### BRIEF
Excluding any images, copy all of the lines below precisely as written.

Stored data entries
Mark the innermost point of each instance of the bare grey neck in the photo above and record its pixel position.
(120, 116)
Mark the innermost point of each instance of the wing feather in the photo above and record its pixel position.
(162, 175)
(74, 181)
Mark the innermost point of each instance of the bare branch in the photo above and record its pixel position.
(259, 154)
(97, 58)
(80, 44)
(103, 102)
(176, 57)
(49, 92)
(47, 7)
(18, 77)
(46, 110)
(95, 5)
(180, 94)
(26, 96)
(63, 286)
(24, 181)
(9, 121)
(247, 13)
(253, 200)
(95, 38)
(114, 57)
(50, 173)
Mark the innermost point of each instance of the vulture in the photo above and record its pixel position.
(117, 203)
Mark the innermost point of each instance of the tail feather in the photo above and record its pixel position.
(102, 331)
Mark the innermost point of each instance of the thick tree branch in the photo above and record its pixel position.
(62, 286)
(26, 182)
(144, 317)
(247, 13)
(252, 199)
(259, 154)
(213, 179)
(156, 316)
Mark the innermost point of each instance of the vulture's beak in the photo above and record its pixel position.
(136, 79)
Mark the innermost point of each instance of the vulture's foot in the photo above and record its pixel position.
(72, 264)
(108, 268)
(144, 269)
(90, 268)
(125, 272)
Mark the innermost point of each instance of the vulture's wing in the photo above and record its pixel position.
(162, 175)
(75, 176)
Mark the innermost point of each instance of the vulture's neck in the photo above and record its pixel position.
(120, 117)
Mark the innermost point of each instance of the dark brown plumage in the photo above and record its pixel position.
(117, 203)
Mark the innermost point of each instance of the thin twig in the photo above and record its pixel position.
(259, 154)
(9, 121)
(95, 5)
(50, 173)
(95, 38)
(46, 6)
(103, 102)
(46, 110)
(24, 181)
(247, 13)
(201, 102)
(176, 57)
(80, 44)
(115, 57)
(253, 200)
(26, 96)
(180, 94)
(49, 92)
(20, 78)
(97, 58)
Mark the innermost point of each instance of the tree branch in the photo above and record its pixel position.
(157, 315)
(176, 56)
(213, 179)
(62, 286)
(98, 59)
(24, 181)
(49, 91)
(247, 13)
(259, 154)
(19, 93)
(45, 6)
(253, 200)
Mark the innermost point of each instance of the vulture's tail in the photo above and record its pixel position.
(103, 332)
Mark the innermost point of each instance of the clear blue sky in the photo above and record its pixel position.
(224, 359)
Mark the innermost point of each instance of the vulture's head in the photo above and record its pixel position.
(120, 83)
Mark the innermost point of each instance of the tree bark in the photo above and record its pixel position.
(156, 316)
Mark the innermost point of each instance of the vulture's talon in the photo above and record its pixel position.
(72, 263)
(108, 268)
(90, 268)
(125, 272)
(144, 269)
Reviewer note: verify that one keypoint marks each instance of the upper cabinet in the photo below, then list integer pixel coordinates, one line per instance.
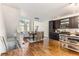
(73, 22)
(64, 23)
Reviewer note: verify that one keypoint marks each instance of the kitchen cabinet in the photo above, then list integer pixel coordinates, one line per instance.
(73, 22)
(53, 25)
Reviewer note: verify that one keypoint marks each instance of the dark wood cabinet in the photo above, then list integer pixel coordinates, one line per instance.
(73, 22)
(57, 24)
(53, 25)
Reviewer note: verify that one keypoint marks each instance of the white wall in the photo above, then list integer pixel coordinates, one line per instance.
(2, 32)
(11, 18)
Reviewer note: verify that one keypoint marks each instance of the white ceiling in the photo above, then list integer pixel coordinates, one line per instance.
(44, 11)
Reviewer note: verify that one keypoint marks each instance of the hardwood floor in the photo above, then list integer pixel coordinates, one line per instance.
(37, 49)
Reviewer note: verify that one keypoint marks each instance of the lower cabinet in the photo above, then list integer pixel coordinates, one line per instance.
(54, 36)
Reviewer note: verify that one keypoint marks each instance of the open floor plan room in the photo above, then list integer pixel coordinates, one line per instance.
(39, 29)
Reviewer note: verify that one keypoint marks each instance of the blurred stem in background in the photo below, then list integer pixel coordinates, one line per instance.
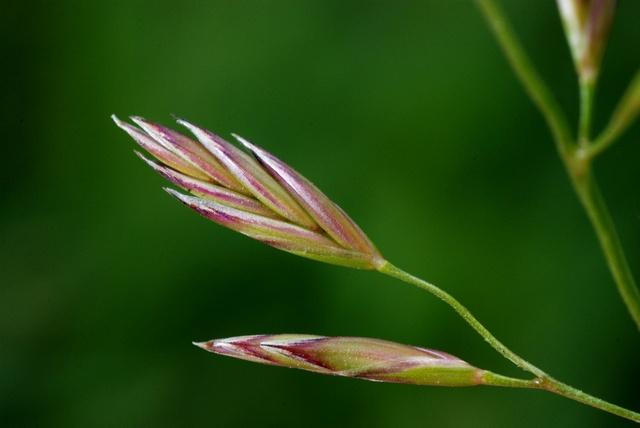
(586, 25)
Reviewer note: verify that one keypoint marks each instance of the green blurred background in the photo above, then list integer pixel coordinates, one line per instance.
(405, 113)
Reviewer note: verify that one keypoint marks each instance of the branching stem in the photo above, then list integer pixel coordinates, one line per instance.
(577, 157)
(541, 381)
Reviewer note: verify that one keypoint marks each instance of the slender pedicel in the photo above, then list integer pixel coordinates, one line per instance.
(363, 358)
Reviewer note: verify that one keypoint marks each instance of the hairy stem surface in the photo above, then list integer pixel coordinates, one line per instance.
(542, 381)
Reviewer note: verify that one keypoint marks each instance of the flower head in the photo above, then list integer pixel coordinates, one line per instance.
(586, 24)
(253, 193)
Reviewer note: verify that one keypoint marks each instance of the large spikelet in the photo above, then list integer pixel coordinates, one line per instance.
(260, 197)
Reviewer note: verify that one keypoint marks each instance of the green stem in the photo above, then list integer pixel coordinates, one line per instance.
(596, 208)
(542, 381)
(623, 116)
(577, 162)
(529, 77)
(587, 92)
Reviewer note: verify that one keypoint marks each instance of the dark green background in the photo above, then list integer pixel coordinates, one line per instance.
(404, 112)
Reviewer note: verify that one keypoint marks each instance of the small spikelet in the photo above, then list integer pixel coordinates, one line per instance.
(260, 197)
(364, 358)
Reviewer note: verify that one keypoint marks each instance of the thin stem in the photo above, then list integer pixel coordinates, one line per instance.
(596, 208)
(625, 113)
(557, 387)
(389, 269)
(587, 92)
(529, 77)
(542, 381)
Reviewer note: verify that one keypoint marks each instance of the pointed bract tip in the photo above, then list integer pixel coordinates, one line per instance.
(175, 194)
(117, 121)
(203, 345)
(244, 142)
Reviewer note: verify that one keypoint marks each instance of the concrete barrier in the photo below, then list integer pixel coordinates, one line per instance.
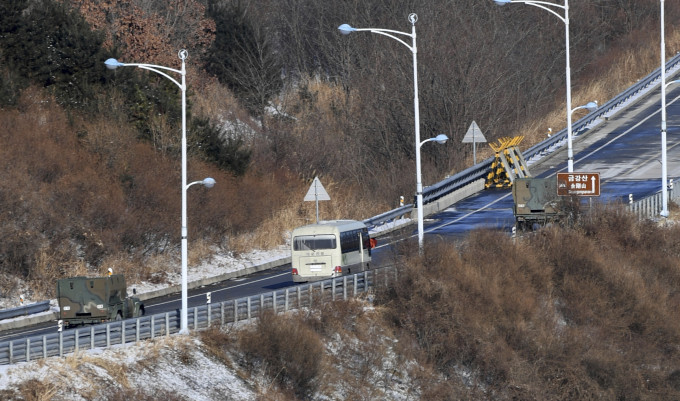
(52, 316)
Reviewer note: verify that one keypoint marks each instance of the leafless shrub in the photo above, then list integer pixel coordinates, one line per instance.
(286, 350)
(36, 390)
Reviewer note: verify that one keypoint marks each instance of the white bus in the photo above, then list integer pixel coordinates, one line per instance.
(330, 249)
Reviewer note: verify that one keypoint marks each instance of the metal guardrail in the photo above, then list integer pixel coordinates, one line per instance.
(232, 311)
(467, 176)
(651, 206)
(25, 310)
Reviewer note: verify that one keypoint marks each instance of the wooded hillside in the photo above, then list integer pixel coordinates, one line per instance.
(277, 96)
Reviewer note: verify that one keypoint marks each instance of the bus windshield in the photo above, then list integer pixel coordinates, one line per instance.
(314, 242)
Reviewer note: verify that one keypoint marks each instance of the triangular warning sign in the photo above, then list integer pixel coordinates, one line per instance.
(316, 192)
(474, 134)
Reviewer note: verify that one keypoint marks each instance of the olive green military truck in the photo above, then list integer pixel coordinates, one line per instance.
(536, 202)
(88, 300)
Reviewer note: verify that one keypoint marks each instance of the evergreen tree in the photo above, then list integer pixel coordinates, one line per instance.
(225, 151)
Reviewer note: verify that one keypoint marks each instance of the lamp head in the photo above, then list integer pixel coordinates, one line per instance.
(112, 64)
(345, 29)
(208, 182)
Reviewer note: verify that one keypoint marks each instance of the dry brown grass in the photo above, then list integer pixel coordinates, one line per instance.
(624, 69)
(565, 313)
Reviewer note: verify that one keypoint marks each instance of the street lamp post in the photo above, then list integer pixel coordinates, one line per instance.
(345, 29)
(590, 106)
(208, 182)
(550, 7)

### EXERCISE RESULT
Mark the innermost point of each instance of the bare grey neck in the photo above and record its pixel position.
(120, 116)
Mark the innermost point of each instance of the wing feather in the photo above and record its pixel position.
(162, 175)
(74, 181)
Mark the innermost point of each instance of the bare branch in the photo above and record its pixel position.
(259, 154)
(97, 58)
(80, 44)
(103, 102)
(176, 57)
(49, 92)
(47, 7)
(18, 77)
(46, 110)
(95, 5)
(180, 94)
(26, 96)
(63, 286)
(24, 181)
(9, 121)
(247, 13)
(253, 200)
(95, 38)
(114, 57)
(50, 173)
Mark the innermost point of each instance of the vulture in the photo above and record its pixel position.
(117, 203)
Mark the innermost point of each instance of the tail feather in the photo above and record its pixel position.
(102, 331)
Mark the innermost point of each instance of the thick tree branch in the photo above and record its pixel position.
(62, 286)
(26, 182)
(144, 317)
(247, 13)
(252, 199)
(259, 154)
(213, 179)
(156, 316)
Mark the innermost point of each instance of the vulture's beak in the photo above and record its pixel position.
(136, 79)
Mark the innermost point of each instance of the vulture's foot in the photo above and record its pixel position.
(72, 264)
(108, 268)
(144, 269)
(90, 268)
(125, 272)
Mark the innermost point of each instance of the vulture's wing in the photo above and record its pixel position.
(162, 175)
(75, 176)
Mark the innermost point of each instance of the vulture's neck in the photo above and record its pixel position.
(120, 117)
Mark the innermost point of each instance of the dark brown plumage in the photo above and record its pixel position.
(117, 203)
Mark the innermost point of each instance of the thin twig in the photo above and record its pixel position.
(259, 154)
(9, 121)
(95, 5)
(50, 173)
(95, 38)
(46, 6)
(103, 102)
(46, 110)
(24, 181)
(247, 13)
(201, 102)
(176, 57)
(80, 44)
(115, 57)
(253, 200)
(26, 96)
(180, 94)
(49, 92)
(20, 78)
(97, 58)
Mark the innermost point of each instance of the tree branch in the photo above and record its pixel position.
(157, 315)
(176, 56)
(213, 179)
(62, 286)
(98, 59)
(24, 181)
(49, 91)
(247, 13)
(259, 154)
(19, 93)
(45, 6)
(253, 200)
Mark the innermost point of each instance of the vulture's tail in the photo above and record its pixel position.
(103, 332)
Mark the innermost point of each instance of the clear blue sky in the photo above and record its pixel position.
(224, 359)
Mark the innermost point of each instance of the vulture's head in the photo above and record its pixel position.
(120, 83)
Mark the innermost point of each instance of the tree bark in the photo above and record its pixel position.
(156, 316)
Mark the innermost point of each instance of the vulture's talon in the photo above and record its pixel position.
(72, 263)
(108, 268)
(90, 268)
(125, 272)
(144, 269)
Reviewer note: verify that one keypoint marks each instance of the upper cabinet in the photo below, then list integer pixel coordinates, one line per instance.
(73, 22)
(64, 23)
Reviewer note: verify that one keypoint marks each instance of the kitchen cabinet in the photo above, then list integer pixel coordinates, one line per instance.
(73, 22)
(53, 25)
Reviewer note: verify that one keypoint marks each instance of the dark wood cabinet in the photo above, then list integer pixel coordinates, one line per instance.
(73, 22)
(57, 24)
(53, 25)
Reviewer note: verify that one keypoint marks each instance of the white wall in the photo above, then list integer pixel coordinates, one line per instance.
(2, 32)
(11, 18)
Reviewer note: verify that one keypoint marks each instance of the white ceiling in the photo above, then list integer pixel coordinates, one line per instance.
(44, 11)
Reviewer note: verify that one keypoint marks each instance of the hardwood floor in the photo above, then list integer pixel coordinates, one line per instance.
(37, 49)
Reviewer note: verify that one keypoint marks each instance of the lower cabinet in the photo above, then list integer pixel coordinates, one line per instance.
(54, 36)
Reviewer note: verify that one keypoint marks each instance of the open floor plan room in the photo above, then list integer pixel coordinates, one line per instance.
(39, 29)
Reviewer note: verify that one keypoint marks each instance of the blurred stem in background in the photo below, then list integer pixel coordinates, one line per instance.
(586, 25)
Reviewer note: verify that one keypoint marks each instance of the green blurred background in the photo above, then list integer pixel coordinates, one line per instance.
(405, 113)
Reviewer note: verify that one keypoint marks each instance of the branching stem in the photo above, then list integer pixel coordinates, one line per instance.
(577, 157)
(541, 381)
Reviewer note: verify that one keypoint marks each instance of the slender pedicel in the photo above, then list integer pixel coordinates, one line per instance.
(363, 358)
Reviewer note: verify that one keypoint marks each instance of the hairy stem surface in the photo above, then list integer pixel coordinates, one line per instance.
(542, 381)
Reviewer note: verify that one keypoint marks each instance of the flower head in the photo above, then list integer pixel coordinates, one line per instance.
(586, 24)
(253, 193)
Reviewer note: verify that one keypoint marks each instance of the large spikelet in the photo above, then list integer pixel coordinates, one line per instance.
(260, 197)
Reviewer note: verify that one keypoint marks each instance of the green stem in the photo above, then list integer pixel coordinates, one line per instance.
(596, 208)
(542, 381)
(623, 116)
(577, 162)
(529, 77)
(587, 92)
Reviewer note: verify that one keypoint marks each instance of the dark green background in the photo above, then list integer pixel coordinates, one line per instance.
(404, 112)
Reviewer note: verify that one keypoint marks each instance of the small spikelet in the photo above, then list integer pixel coordinates, one line per instance.
(260, 197)
(364, 358)
Reviewer note: verify that one keypoint marks each instance of the thin stem in the photo above, then list integer pixel coordinates, one line per instance.
(596, 208)
(625, 113)
(557, 387)
(389, 269)
(587, 92)
(529, 77)
(542, 381)
Reviewer note: verify that one keypoint marks each instance of the pointed bract tip in the photo above, then list integer pixel coordinates, one line per instance.
(175, 194)
(117, 121)
(203, 345)
(244, 142)
Reviewer note: verify that one keypoint marks each instance of the concrete barrier in the photo below, then list integer pixel coordinates, one line per instance.
(52, 316)
Reviewer note: verify that one keypoint marks each instance of the leafless shrub in the photo above, then list integer pixel coordinates, one line per instance.
(286, 350)
(36, 390)
Reviewer note: verify that one keypoint marks each instance of the white bus in the photo above, then list integer pixel coordinates, one line per instance.
(330, 249)
Reviewer note: verify that one keypoint marks each instance of the metal guardrail in the photo above, then list integer pixel coordinates, one line per instance.
(232, 311)
(467, 176)
(651, 206)
(25, 310)
Reviewer note: verify that one keypoint marks each instance of the wooded hillside in the photo above, then list integer pixel coordinates, one line per instance.
(277, 96)
Reviewer note: verify that one keypoint marks each instance of the bus windshield in the photo above, then list integer pixel coordinates, one line per instance.
(314, 242)
Reviewer note: verify that one keypoint marks each instance of the triangular warning sign in the photo above, then list integer pixel coordinates, one line per instance.
(316, 192)
(474, 134)
Reviewer note: verify that one keypoint marks each instance of the olive green military truck in the photo above, then list integer pixel coordinates, one line per instance.
(536, 202)
(88, 300)
Reviewer note: verify that one keypoint marks each instance of the evergreen tree in the photo above, then list integer pixel coordinates, one line per instance.
(225, 151)
Reviewer note: verify that one keypoint marks each instance of the lamp head in the photo above, then list integer pixel coordinates, one line per instance.
(112, 64)
(345, 29)
(208, 182)
Reviewer note: verify that one keypoint marks each instance of the dry brown grass in the photo above, then list integer pixel coordinates, one line per instance.
(624, 69)
(565, 313)
Reviewer note: verify that one keypoint marks each instance of the street lamp post in the photo above, then list integer pixel coordinates, one line per instance.
(345, 29)
(590, 106)
(208, 182)
(550, 7)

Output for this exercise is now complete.